Infoplus Feature Issue - Fulfillment Processing
Incident Report for Infoplus
Postmortem

Summary

Following a production release on Thursday, 10/11/16 in the 10-11 PM time window, a bug was introduced in one of the underlying order data indexing libraries. This caused intermittent failures across several applications within Infoplus that update order data. The bug appears to have only impacted Infoplus clients and lines of business who utilize Infoplus’s tax lookup capabilities.

In addition, this bug caused a subsystem used by some of the Infoplus legacy applications (specifically, “Call Center Application”, “eStore”, and “EDI Manager”) to suffer intermittent service failures, causing intermittent errors in those applications as well.

During this outage, some orders being placed in the Infoplus legacy applications, mentioned above, may have not been received by Infoplus. Such order entry errors may be identified in the logs of these applications, and/or would have been reported to users while placing the Orders.

Once the issue was identified, the Infoplus engineering team deployed a patch to eliminate the bug within approximately 3 hours. After the patch was deployed, the Infoplus engineering team re-synchronized the order data indexes across all client databases.

Timeline

Summary
  • Timezone: CDT
  • Outage Duration: 3 hours
  • Feature Outage Initially Reported: 10/12/2016 7:07 AM
  • Feature Outage Resolved: 10/12/2016 10:11 AM
Detailed Events

Tuesday, 10/11/2016

  • 10:00 PM - 10:45 PM Production Release of Infoplus (Release-50)
  • 10:45 PM - 11:00 PM Infoplus Release QA Verification Completed

Wednesday 10/12/2016

  • 7:07 AM - Initial Customer Down ticket was submitted (regarding errors in a legacy shipping user interface)
  • 7:09 AM - Ticket received by Infoplus support team; research into issue began.
  • 7:11 AM - Additional Customer Down ticket was submitted (regarding errors in fulfillment processes)
  • 7:26 AM - Tickets were escalated to Engineering
  • 7:45 AM - Engineering found error messages suggesting root cause of issue in error logs
  • 7:58 AM - Infoplus Posted incident to status page
  • 8:31 AM - Additional Customer Down ticket was submitted (regarding errors in legacy Call Center Application)

*TASK GOAL*
Answer these questions about the incident report above:
1. Which three legacy applications does it name as having intermittent errors?
2. Which timezone does its timeline use?
3. At what time were the tickets escalated to Engineering?

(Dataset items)

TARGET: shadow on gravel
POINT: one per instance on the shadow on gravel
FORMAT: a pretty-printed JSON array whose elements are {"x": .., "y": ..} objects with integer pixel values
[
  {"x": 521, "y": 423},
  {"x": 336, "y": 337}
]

*RESULT BELOW*
1. Call Center Application, eStore, and EDI Manager
2. CDT
3. 7:26 AM